**Short problem 1:** Reproduce the listing word for word, leaving out the text about where to stay in Armenia.

**Supplied passage:**
-- Begin --

Check AvailabilityWhere to Stay in Armenia
The neighborhood you pick matters more than the hotel. Here's what you need to know.
Yerevan neighborhoods: where to actually stay
Kentron is Yerevan's center in every sense. Republic Square, the Cascade steps on Tamanyan Street, and the Opera House on Sayat-Nova Avenue are all within a 15-minute walk of each other. Hotels here range from $45 at Envoy Hostel to $520/night at The Alexander, and every price bracket has a solid option.
Avoid booking in the Shengavit or Davtashen districts if you want walkability. They're residential and quiet, which sounds nice until you realize the nearest decent restaurant is a $4 taxi ride away. Stick to Kentron and you'll never need to explain to a driver where you're going.
Getting around Armenia without losing your mind
Inside Yerevan, the metro covers the basics for 100 AMD a ride. But the city is walkable if you're based in Kentron. Republic Square to the Cascade is 12 minutes on foot, and Northern Avenue is right in between. GG is the local ride-hailing app and it works better than flagging a cab on Abovyan Street.
For the rest of Armenia, marshrutkas connect Yerevan's Kilikia and Gai bus stations to most major towns. Dilijan is 1,500 AMD, Gyumri is around 1,800 AMD, Goris is roughly 3,500 AMD. Renting a car in Yerevan runs $35-55/day and is genuinely worth it if you're hitting Tatev, Noravank, and Khor Virap in one trip.
Armenia in spring vs. fall: which season wins
Spring (April-May) means apricot blossoms on the Ararat Plain, temperatures of 14-22°C, and hotels at their most competitive rates before the summer surge. Yerevan's streets around the Cascade fill up with outdoor cafes and the city genuinely comes alive. Book at least 3 weeks out for Kentron hotels in May.

-- End --

**Provided information:**
-- Begin --

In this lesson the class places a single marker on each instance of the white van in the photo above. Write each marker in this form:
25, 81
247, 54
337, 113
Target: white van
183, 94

-- End --

**Short problem 2:**
Answer these from the Armenia travel guide:
(a) How much does a metro ride in Yerevan cost?
(b) What temperature range does spring bring?
(c) Which hotel in Kentron charges $520 a night?

**Correct result 1:**
In this lesson the class places a single marker on each instance of the white van in the photo above. Write each marker in this form:
25, 81
247, 54
337, 113
Target: white van
183, 94

**Correct result 2:**
(a) 100 AMD
(b) 14-22°C
(c) The Alexander